**TEXT FOR ANALYSIS:**
·····

Enhancing parallel IO in Casacore Table Data System #729

JasonRuonanWang · 2018-06-08T17:31:25Z

I don't know if this is the best place but I was looking to some discussions on enhancing parallel IO for the table system as well as Measurementsets.

A few years ago I wrote a parallel storage manager for the casacore table system based on ADIOS (https://github.com/SKA-ScienceDataProcessor/AdiosStMan.git) when I was at ICRAR, which was put into the SKA-SDP as an early investigation into SKA scale measurementset experiments. When @gervandiepen was visiting us at ICRAR we talked about merging this AdiosStMan into the master but I was worried about the code quality because it was only a prototype rather than a production software. @gervandiepen was also worried about introducing MPI dependency to casacore. So eventually we dropped the plan.

Recently I have been working on updating the Adios Storage Manager using our new software ADIOS 2.0 (https://github.com/ornladios/ADIOS2) that we are developing at Oak Ridge National Lab under the US Department of Energy's Exa-scale Computing program. The motivation behind this is that we are planning on running a full-scale SKA 1 data pipeline simulation, which may require writing data into a single measurementset table from multiple processes. If this is successful then we can re-think about improving the code quality and merge our efforts into the master.

·····

**PROVIDED INFORMATION:**
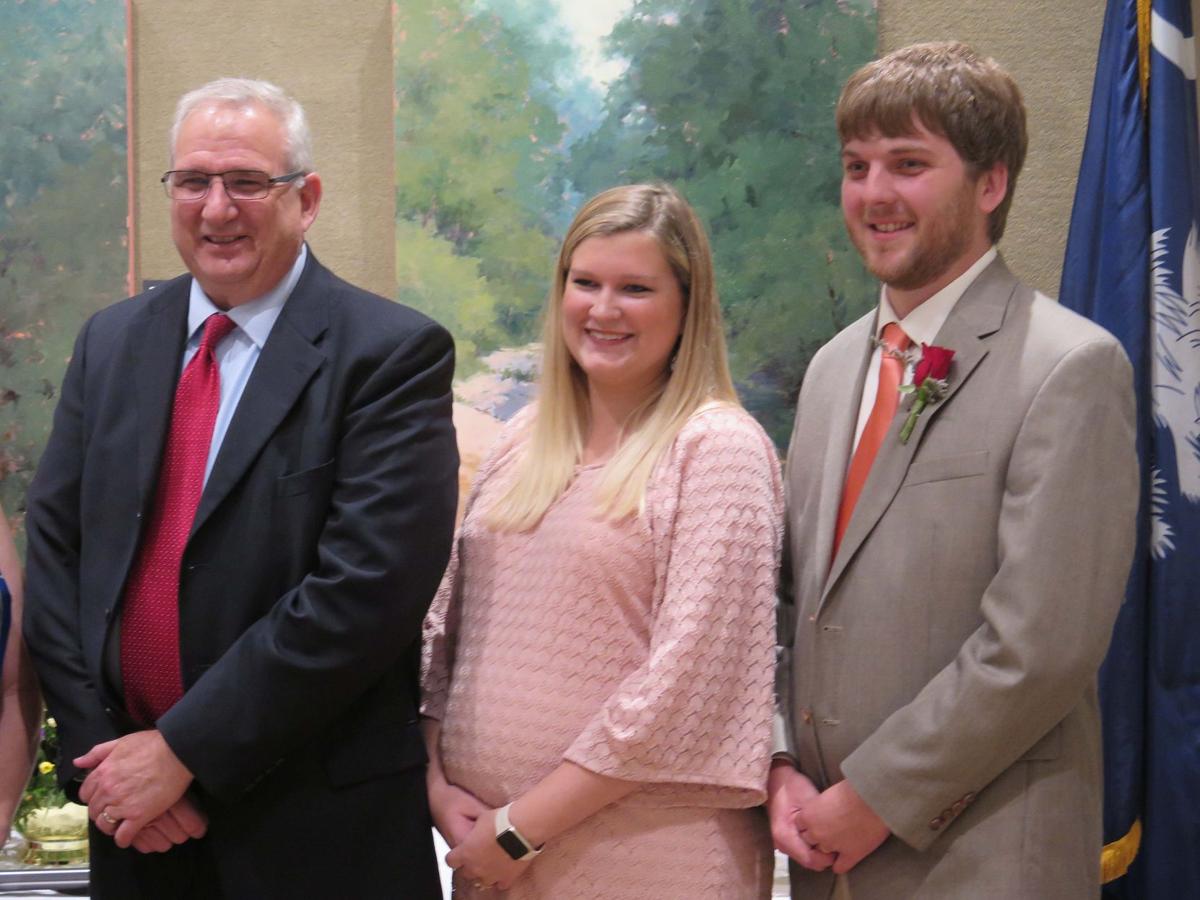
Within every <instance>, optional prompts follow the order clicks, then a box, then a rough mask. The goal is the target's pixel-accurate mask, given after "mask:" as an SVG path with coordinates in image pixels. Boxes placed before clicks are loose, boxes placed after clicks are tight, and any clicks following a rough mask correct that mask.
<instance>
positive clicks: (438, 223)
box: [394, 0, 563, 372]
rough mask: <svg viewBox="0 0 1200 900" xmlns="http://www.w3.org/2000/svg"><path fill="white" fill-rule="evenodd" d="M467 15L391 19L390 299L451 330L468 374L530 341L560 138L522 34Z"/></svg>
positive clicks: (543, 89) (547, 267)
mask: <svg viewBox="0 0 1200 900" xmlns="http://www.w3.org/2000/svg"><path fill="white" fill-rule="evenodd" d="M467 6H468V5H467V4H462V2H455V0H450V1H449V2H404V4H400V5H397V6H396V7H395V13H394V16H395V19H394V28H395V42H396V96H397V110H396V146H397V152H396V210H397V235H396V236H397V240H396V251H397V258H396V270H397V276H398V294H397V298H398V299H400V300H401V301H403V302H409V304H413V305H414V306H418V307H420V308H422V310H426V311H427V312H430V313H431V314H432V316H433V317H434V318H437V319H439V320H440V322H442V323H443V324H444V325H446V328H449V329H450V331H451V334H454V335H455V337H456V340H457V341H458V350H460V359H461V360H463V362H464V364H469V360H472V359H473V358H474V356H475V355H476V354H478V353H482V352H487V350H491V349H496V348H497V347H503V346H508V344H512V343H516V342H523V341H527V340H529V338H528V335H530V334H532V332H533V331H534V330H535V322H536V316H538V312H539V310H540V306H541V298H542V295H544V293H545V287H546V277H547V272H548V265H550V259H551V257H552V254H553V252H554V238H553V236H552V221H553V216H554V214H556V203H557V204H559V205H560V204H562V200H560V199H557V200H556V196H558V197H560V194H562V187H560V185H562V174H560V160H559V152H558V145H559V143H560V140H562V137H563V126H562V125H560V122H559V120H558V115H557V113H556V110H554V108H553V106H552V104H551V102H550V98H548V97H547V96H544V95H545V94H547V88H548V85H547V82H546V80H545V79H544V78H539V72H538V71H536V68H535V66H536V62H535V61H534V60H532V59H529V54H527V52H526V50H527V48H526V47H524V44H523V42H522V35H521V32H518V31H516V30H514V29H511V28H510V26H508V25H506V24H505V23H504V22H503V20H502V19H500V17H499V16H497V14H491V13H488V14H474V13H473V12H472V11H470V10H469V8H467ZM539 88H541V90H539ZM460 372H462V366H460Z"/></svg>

·····

**PROBLEMS TO SOLVE:**
(a) From the parallel IO thread, give again the passage that begins at the words "JasonRuonanWang · 2018-06-08T17:31:25Z" and stops after "well as Measurementsets.".
(b) According to the parallel IO thread, why was the plan to merge AdiosStMan into the master dropped?

**ACTIVITY ANSWERS:**
(a)
JasonRuonanWang · 2018-06-08T17:31:25Z

I don't know if this is the best place but I was looking to some discussions on enhancing parallel IO for the table system as well as Measurementsets.

(b) The writer worried about code quality, because AdiosStMan was only a prototype and not production software. @gervandiepen was also worried about introducing an MPI dependency to casacore.